(WRITTEN PROBLEM)
Render the lines below as a JSON list of strings, one string per line, omitting blank lines. Begin at the line containing "the church door" and stop after the line containing "<point>171,188</point>".

(RECORDS FOR THIS EXERCISE)
§ §
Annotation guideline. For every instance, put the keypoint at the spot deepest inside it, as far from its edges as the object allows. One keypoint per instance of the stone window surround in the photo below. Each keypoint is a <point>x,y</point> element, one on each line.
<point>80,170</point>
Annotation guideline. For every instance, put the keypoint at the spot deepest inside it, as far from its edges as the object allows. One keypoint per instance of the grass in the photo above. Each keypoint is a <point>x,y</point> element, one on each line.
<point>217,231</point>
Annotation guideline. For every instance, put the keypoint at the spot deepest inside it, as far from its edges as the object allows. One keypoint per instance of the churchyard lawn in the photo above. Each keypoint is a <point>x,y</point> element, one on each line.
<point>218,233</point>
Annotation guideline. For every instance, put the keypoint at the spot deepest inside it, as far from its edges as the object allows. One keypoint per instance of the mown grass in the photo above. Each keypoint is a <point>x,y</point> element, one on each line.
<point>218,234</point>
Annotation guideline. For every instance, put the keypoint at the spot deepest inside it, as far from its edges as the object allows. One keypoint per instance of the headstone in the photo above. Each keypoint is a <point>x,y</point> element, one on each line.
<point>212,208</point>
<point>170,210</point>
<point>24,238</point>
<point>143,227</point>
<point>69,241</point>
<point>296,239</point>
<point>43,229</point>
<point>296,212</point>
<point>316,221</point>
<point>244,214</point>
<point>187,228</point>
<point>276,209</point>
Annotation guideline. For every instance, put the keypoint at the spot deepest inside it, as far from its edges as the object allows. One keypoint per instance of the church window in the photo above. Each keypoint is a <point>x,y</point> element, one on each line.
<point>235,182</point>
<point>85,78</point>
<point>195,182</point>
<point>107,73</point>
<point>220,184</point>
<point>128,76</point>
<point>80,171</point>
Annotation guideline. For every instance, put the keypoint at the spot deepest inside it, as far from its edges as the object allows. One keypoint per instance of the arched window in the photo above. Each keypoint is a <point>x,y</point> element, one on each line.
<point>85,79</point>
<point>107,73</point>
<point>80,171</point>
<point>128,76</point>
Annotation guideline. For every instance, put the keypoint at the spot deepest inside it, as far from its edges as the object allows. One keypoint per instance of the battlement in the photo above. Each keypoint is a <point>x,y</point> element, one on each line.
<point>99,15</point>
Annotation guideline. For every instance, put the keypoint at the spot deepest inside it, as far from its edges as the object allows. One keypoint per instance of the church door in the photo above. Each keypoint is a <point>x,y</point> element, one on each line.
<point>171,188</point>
§ §
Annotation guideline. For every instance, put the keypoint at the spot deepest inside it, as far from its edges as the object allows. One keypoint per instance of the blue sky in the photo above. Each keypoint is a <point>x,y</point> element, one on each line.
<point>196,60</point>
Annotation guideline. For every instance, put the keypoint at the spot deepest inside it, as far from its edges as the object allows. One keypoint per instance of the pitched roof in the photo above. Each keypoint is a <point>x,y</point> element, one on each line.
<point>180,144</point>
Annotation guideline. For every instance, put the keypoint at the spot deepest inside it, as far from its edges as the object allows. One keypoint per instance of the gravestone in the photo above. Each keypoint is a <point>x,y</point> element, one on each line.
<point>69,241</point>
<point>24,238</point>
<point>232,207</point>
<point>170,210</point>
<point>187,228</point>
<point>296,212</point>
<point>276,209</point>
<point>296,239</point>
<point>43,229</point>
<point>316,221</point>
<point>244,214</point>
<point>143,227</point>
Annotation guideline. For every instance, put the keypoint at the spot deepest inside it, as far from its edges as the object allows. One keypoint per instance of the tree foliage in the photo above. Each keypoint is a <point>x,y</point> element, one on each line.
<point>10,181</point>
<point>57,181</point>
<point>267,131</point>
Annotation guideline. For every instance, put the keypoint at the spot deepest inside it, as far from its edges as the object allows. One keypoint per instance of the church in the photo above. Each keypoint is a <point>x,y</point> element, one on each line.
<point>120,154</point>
§ §
(FINAL RESULT)
[
  "Annotation guideline. For every instance, put the keypoint at the spot deepest inside it, as far from its edges as the object allows. One keypoint per instance of the church door in the photo above. Each keypoint is a <point>x,y</point> element, one on each line.",
  "<point>171,188</point>"
]